* [TEXT SECTION]:
'''

In today’s ORIGINS at jmww, author Michael Landweber discusses the origins for his novel Thursday 1:17 pm, which published May 2016, by Coffeetown Press.
Although this is an essay on the origins of my new novel, Thursday 1:17 pm, it might end up being more appropriately titled revisions. I suppose we could go with ressurection, although that’s a bit messianic for my taste. Really, this is about the two Origins of this particular book.
Honestly, I can’t pinpoint the moment that I had this idea. But all my work – novels, short stories, whatever – starts with the idea. Usually a very strange idea. When I have these ideas, they are followed by an intense conversation with myself about why this particular concept will probably lead to anguish and heartbreak.
Here’s roughly what that conversation for Thursday 1:17 pm sounded like:
Me: I’ve got a great idea!
Me: Oh crap, not again.
Me: No, you’re gonna love this one. You see, time freezes and there is only one person moving around and that person has no clue what happened or how to fix it.

'''

Natural-language object grounding data
'''

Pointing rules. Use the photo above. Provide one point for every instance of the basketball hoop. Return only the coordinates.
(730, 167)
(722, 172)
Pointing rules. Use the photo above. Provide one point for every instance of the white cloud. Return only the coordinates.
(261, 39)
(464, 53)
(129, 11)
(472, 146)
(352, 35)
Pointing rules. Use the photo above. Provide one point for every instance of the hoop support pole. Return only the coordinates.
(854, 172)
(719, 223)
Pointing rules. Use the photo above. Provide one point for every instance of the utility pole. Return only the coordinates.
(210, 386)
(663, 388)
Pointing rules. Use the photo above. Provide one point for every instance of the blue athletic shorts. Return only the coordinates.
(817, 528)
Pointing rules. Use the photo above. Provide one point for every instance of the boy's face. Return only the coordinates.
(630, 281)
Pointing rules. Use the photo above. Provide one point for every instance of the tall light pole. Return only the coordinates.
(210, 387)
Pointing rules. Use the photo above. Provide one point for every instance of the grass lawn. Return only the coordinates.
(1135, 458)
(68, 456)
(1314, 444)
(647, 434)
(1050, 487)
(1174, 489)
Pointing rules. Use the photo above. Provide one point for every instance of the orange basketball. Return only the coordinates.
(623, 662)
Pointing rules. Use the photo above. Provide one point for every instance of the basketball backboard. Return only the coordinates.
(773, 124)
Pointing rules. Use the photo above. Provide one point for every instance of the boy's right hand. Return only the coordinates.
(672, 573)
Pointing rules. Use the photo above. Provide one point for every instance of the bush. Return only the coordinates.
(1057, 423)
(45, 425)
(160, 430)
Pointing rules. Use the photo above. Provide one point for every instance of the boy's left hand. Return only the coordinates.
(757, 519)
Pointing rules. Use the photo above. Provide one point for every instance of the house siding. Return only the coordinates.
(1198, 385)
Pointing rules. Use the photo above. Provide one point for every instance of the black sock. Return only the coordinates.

'''

* [EXERCISE]:
Answer these questions about the origins essay:
1. Which press published the novel Thursday 1:17 pm?
2. According to the origins essay, what does all of the author's work start with?
3. In the idea for the novel, what happens to time?

* [THE ANSWER]:
1. Coffeetown Press
2. The idea
3. It freezes.